::: PASSAGE FOR REVIEW :::
Computing MFCCs voice recognition features on ARM systems

By Ons Wechtati - March 1st,

During my summer internship with Linagora’s R&D team, I was immersed in a world that any technology enthusiast would dream of, especially artificial intelligence.

My mission was to participate in the development of the intelligent agent LINTO and in particular in the module allowing gestural and visual detection, through the construction and training of a 360° image dataset in order to improve the quality of detection of LINTO.

The article below will give a global and detailed description of this project.

What is LINTO ?

LINTO is an intelligent Open Source assistant based only on Open Source technologies, and LINTO is compatible with the Cloud and free from GAFAM .

It is a personal assistant able to recognize your voice and help you in a professional environment, it’s also respectful of your privacy and does not share your information for commercial purposes.
::: RECORDED DATA :::
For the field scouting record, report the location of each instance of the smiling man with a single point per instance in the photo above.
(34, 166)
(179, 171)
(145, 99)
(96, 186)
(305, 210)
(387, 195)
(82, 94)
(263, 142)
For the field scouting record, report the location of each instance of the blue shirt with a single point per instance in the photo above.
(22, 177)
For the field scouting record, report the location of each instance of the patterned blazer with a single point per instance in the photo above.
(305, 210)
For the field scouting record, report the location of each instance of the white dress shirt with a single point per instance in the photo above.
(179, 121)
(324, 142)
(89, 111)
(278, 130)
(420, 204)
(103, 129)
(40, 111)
:::
::: RECORDED DATA :::
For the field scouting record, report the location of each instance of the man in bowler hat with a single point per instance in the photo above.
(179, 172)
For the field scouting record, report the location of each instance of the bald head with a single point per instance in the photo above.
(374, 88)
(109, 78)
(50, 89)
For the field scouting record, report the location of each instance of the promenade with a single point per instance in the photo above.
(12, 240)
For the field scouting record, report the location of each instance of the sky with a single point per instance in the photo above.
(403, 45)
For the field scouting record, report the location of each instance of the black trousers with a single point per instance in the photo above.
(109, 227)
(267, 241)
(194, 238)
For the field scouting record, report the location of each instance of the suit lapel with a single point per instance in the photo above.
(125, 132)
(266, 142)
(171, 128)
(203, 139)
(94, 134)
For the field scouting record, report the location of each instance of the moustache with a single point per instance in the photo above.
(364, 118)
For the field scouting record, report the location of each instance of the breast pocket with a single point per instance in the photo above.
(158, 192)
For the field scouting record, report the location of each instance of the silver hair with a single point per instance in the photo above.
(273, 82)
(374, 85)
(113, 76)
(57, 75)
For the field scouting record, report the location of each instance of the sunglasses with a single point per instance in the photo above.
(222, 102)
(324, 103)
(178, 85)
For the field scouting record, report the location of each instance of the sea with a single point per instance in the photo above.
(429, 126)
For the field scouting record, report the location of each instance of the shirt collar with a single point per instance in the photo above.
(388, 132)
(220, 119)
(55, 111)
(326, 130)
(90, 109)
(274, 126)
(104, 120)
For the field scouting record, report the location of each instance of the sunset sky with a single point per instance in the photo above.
:::
::: RECORDED DATA :::
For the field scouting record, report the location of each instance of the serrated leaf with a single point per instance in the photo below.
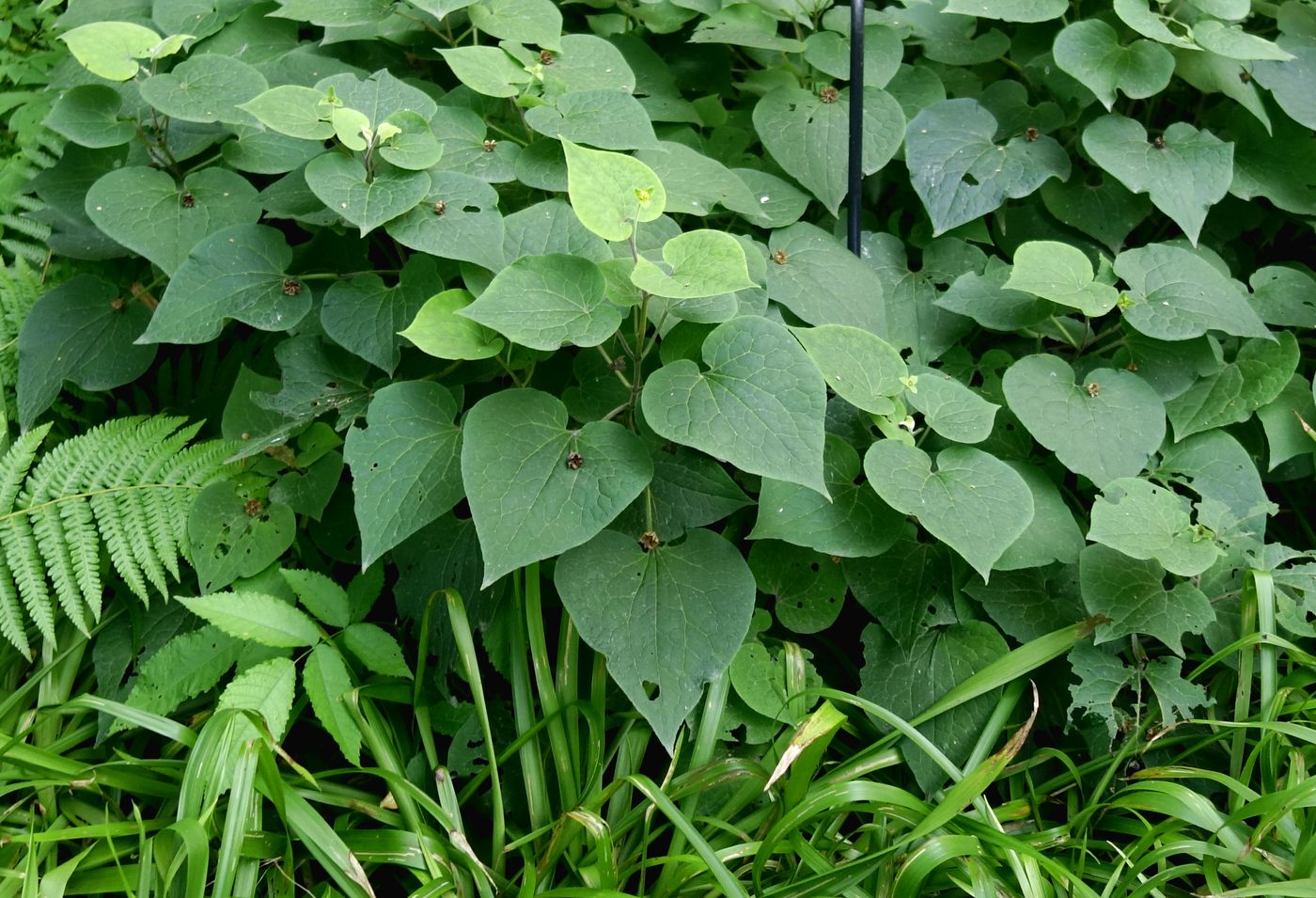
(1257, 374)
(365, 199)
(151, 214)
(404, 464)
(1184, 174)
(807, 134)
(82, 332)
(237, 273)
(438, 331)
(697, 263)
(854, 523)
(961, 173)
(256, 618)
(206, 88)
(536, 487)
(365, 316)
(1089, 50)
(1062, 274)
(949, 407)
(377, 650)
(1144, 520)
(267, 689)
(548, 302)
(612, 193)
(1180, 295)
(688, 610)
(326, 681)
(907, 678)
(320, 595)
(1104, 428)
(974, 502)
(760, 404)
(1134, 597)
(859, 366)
:::
■ THINGS TO DO:
(a) From the article about the LINTO internship, copy the part that opens with the words containing "My mission was" and closes with "from GAFAM .".
(b) According to the article about the LINTO internship, why was a 360° image dataset built and trained? Answer in one to three sentences.
(c) Carry on writing the article about the LINTO internship, starting after its last sentence.

■ TASK RESPONSES:
(a)
My mission was to participate in the development of the intelligent agent LINTO and in particular in the module allowing gestural and visual detection, through the construction and training of a 360° image dataset in order to improve the quality of detection of LINTO.

The article below will give a global and detailed description of this project.

What is LINTO ?

LINTO is an intelligent Open Source assistant based only on Open Source technologies, and LINTO is compatible with the Cloud and free from GAFAM .

(b) The dataset was built and trained to improve the quality of LINTO's detection. This was part of the work on the module that handles gestural and visual detection.

(c)
The research project is subsidized by the PIA (Programme d’Investissement d’Avenir) of the French state within the framework of the Grand Challenges of the Digital Age. It brings together technology companies such as LINAGORA and ZELROS and research laboratories such as IRIT, LaaS, CNRS and the computer science research laboratory of the “Ecole Polytechnique”.

LINTO is made primarily to meet the needs expressed by professionals within companies, with the primary goal of reducing tedious and stressful tasks.

To better understand the purpose of this work, we can take the example of a weekly meeting during which six members of the work team will be present.

During this meeting there were three people who spoke , and four people voted for a new internal regulation.

At the end of our meeting a report has to be drawn up, this is where LINTO comes in with the capabilities to perform voice, facial and gestural detection.

In the following we will detail the process that is necessary to perform the facial and gestural detection through the construction of a data set of panoramic images.

Construction of a 360 images data set :

Before proceeding to the annotation step, it is essential to have a set of panoramic images.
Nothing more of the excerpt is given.